** Opening GIVEN DATA block **

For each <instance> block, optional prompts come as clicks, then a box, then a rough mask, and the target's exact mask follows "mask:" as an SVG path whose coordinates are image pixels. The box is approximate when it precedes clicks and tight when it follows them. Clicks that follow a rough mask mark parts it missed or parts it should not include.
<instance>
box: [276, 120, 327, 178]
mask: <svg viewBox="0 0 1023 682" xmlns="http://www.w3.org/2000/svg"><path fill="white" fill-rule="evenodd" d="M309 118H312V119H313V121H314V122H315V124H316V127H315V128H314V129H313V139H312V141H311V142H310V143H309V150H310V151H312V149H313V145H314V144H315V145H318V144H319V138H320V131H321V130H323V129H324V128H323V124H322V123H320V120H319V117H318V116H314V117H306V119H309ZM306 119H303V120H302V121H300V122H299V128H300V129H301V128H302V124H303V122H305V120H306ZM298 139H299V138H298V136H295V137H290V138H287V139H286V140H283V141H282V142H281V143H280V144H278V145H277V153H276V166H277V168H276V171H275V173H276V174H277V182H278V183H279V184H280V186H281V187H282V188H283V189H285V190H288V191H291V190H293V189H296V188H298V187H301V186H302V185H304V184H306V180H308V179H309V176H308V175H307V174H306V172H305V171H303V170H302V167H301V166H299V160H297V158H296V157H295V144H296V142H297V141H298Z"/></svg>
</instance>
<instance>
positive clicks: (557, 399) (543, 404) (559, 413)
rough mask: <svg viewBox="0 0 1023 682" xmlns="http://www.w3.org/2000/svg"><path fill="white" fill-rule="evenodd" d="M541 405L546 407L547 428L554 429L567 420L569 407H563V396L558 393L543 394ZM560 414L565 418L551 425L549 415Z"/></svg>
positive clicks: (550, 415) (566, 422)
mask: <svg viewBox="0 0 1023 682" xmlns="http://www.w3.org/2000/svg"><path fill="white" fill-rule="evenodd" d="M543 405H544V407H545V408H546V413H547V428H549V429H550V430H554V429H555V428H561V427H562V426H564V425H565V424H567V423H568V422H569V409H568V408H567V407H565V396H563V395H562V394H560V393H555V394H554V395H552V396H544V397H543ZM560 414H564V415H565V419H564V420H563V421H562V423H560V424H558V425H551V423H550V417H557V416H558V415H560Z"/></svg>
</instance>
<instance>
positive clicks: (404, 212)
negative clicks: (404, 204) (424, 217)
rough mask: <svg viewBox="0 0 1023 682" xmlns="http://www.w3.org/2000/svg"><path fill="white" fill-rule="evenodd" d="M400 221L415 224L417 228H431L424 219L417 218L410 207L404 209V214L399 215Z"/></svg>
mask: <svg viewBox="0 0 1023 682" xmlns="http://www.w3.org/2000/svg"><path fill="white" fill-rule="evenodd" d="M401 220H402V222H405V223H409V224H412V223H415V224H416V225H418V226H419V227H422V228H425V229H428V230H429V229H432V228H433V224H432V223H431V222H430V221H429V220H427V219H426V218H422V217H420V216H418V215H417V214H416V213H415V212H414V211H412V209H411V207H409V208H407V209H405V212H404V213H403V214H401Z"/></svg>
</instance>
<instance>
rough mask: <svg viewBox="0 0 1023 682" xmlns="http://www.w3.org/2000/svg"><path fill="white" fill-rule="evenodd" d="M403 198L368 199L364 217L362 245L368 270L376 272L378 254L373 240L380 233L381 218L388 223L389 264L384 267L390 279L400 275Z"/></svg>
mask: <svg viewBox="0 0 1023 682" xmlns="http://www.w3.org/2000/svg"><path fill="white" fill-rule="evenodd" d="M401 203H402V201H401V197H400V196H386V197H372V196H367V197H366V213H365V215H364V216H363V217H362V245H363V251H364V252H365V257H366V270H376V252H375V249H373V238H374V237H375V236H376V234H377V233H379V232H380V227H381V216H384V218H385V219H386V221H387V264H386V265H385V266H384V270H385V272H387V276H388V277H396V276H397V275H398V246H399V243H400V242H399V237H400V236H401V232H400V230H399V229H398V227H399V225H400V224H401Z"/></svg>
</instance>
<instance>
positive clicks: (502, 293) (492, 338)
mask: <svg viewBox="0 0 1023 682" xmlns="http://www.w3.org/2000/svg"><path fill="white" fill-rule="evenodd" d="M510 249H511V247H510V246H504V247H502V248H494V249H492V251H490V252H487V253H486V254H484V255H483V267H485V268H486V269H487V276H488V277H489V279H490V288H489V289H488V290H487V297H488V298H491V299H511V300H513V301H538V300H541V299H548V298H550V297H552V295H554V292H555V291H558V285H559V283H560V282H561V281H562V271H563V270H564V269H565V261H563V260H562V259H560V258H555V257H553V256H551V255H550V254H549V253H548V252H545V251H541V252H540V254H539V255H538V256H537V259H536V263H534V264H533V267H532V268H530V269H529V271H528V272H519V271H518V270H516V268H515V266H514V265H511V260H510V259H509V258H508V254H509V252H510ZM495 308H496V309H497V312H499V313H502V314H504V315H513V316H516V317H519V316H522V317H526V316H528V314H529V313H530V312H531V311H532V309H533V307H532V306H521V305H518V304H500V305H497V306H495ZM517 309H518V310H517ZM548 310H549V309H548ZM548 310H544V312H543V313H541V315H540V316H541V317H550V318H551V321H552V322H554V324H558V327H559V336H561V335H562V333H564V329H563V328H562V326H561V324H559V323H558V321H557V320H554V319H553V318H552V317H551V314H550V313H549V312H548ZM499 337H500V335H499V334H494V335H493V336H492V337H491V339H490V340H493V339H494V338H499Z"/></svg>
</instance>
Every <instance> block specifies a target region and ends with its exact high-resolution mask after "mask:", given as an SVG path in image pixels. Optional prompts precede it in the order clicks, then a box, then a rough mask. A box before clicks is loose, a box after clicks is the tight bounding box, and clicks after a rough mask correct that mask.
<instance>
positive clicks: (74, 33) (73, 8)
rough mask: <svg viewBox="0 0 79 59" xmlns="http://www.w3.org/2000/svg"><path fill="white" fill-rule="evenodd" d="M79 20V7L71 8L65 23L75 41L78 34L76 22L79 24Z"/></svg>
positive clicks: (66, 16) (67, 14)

** Closing GIVEN DATA block **

- WHAT YOU WILL DO
Turn all the entries above into one numbered list, one line per item, and drop any blank lines.

- TASK RESPONSE
1. For each <instance> block, optional prompts come as clicks, then a box, then a rough mask, and the target's exact mask follows "mask:" as an SVG path whose coordinates are image pixels. The box is approximate when it precedes clicks and tight when it follows them. Clicks that follow a rough mask mark parts it missed or parts it should not include.
2. <instance>
3. box: [276, 120, 327, 178]
4. mask: <svg viewBox="0 0 1023 682" xmlns="http://www.w3.org/2000/svg"><path fill="white" fill-rule="evenodd" d="M309 118H312V119H313V121H314V122H315V124H316V127H315V128H314V129H313V139H312V141H311V142H310V143H309V150H310V151H312V149H313V145H314V144H315V145H318V144H319V138H320V131H321V130H323V129H324V128H323V124H322V123H320V120H319V117H318V116H314V117H306V119H309ZM306 119H303V120H302V121H300V122H299V128H300V129H301V128H302V124H303V122H305V120H306ZM298 139H299V138H298V136H295V137H290V138H287V139H286V140H283V141H282V142H281V143H280V144H278V145H277V153H276V166H277V168H276V171H275V173H276V174H277V182H278V183H279V184H280V186H281V187H282V188H283V189H285V190H288V191H291V190H293V189H296V188H298V187H301V186H302V185H304V184H306V180H308V179H309V176H308V175H307V174H306V172H305V171H303V170H302V167H301V166H299V160H297V158H296V157H295V144H296V142H297V141H298Z"/></svg>
5. </instance>
6. <instance>
7. positive clicks: (557, 399) (543, 404) (559, 413)
8. rough mask: <svg viewBox="0 0 1023 682" xmlns="http://www.w3.org/2000/svg"><path fill="white" fill-rule="evenodd" d="M541 405L546 407L547 428L554 429L567 420L569 407H563V396L558 393L543 394ZM560 414L565 418L551 425L549 415Z"/></svg>
9. positive clicks: (550, 415) (566, 422)
10. mask: <svg viewBox="0 0 1023 682" xmlns="http://www.w3.org/2000/svg"><path fill="white" fill-rule="evenodd" d="M543 405H544V407H545V408H546V413H547V428H549V429H550V430H554V429H555V428H561V427H562V426H564V425H565V424H567V423H568V422H569V409H568V408H567V407H565V396H563V395H562V394H560V393H555V394H554V395H552V396H544V397H543ZM560 414H564V415H565V419H564V420H563V421H562V423H560V424H558V425H551V423H550V417H557V416H558V415H560Z"/></svg>
11. </instance>
12. <instance>
13. positive clicks: (404, 212)
14. negative clicks: (404, 204) (424, 217)
15. rough mask: <svg viewBox="0 0 1023 682" xmlns="http://www.w3.org/2000/svg"><path fill="white" fill-rule="evenodd" d="M400 221L415 224L417 228H431L424 219L417 218L410 207L404 209V214L399 215Z"/></svg>
16. mask: <svg viewBox="0 0 1023 682" xmlns="http://www.w3.org/2000/svg"><path fill="white" fill-rule="evenodd" d="M401 220H402V222H405V223H409V224H412V223H415V224H416V225H418V226H419V227H422V228H425V229H428V230H429V229H432V228H433V224H432V223H431V222H430V221H429V220H427V219H426V218H422V217H420V216H418V215H417V214H416V213H415V212H414V211H412V209H411V207H409V208H407V209H405V212H404V213H403V214H401Z"/></svg>
17. </instance>
18. <instance>
19. rough mask: <svg viewBox="0 0 1023 682" xmlns="http://www.w3.org/2000/svg"><path fill="white" fill-rule="evenodd" d="M403 198L368 199L364 217L362 245L368 270L376 272L378 254L373 240L380 233L381 218L388 223L389 264L384 267L390 279L400 275Z"/></svg>
20. mask: <svg viewBox="0 0 1023 682" xmlns="http://www.w3.org/2000/svg"><path fill="white" fill-rule="evenodd" d="M401 203H402V201H401V197H400V196H386V197H372V196H367V197H366V213H365V215H364V216H363V217H362V245H363V251H364V252H365V257H366V270H376V252H375V249H373V238H374V237H375V236H376V234H377V233H379V232H380V227H381V216H384V218H385V219H386V221H387V264H386V265H385V266H384V270H385V272H387V276H388V277H396V276H397V275H398V246H399V243H400V242H399V237H400V236H401V232H400V230H399V229H398V227H399V225H400V224H401Z"/></svg>
21. </instance>
22. <instance>
23. positive clicks: (502, 293) (492, 338)
24. mask: <svg viewBox="0 0 1023 682" xmlns="http://www.w3.org/2000/svg"><path fill="white" fill-rule="evenodd" d="M510 249H511V247H510V246H504V247H502V248H494V249H492V251H490V252H487V253H486V254H484V255H483V267H485V268H486V269H487V276H488V277H489V279H490V288H489V289H488V290H487V297H488V298H491V299H511V300H513V301H538V300H541V299H548V298H550V297H552V295H554V292H555V291H558V285H559V283H560V282H561V281H562V271H563V270H564V269H565V261H563V260H562V259H560V258H555V257H553V256H551V255H550V254H549V253H548V252H545V251H541V252H540V254H539V255H538V256H537V259H536V263H534V264H533V267H532V268H530V269H529V271H528V272H519V271H518V270H516V268H515V266H514V265H511V260H510V259H509V258H508V254H509V252H510ZM495 308H496V309H497V312H499V313H502V314H504V315H513V316H516V317H519V316H522V317H526V316H528V314H529V313H530V312H531V311H532V309H533V307H532V306H521V305H518V304H500V305H497V306H495ZM517 309H518V310H517ZM548 310H549V309H548ZM548 310H544V312H543V313H541V315H540V316H541V317H550V318H551V321H552V322H554V324H558V327H559V336H561V335H562V333H564V329H563V328H562V326H561V324H559V323H558V321H557V320H554V319H553V318H552V317H551V314H550V313H549V312H548ZM499 337H500V335H499V334H494V335H493V336H492V337H491V339H490V340H493V339H494V338H499Z"/></svg>
25. </instance>
26. Every <instance> block specifies a target region and ends with its exact high-resolution mask after "mask:", given as an SVG path in image pixels. Optional prompts precede it in the order clicks, then a box, then a rough mask. A box before clicks is loose, a box after clicks is the tight bounding box, and clicks after a rough mask correct that mask.
27. <instance>
28. positive clicks: (74, 33) (73, 8)
29. rough mask: <svg viewBox="0 0 79 59" xmlns="http://www.w3.org/2000/svg"><path fill="white" fill-rule="evenodd" d="M79 20V7L71 8L65 23L75 41L78 34L76 22L79 24Z"/></svg>
30. positive clicks: (66, 16) (67, 14)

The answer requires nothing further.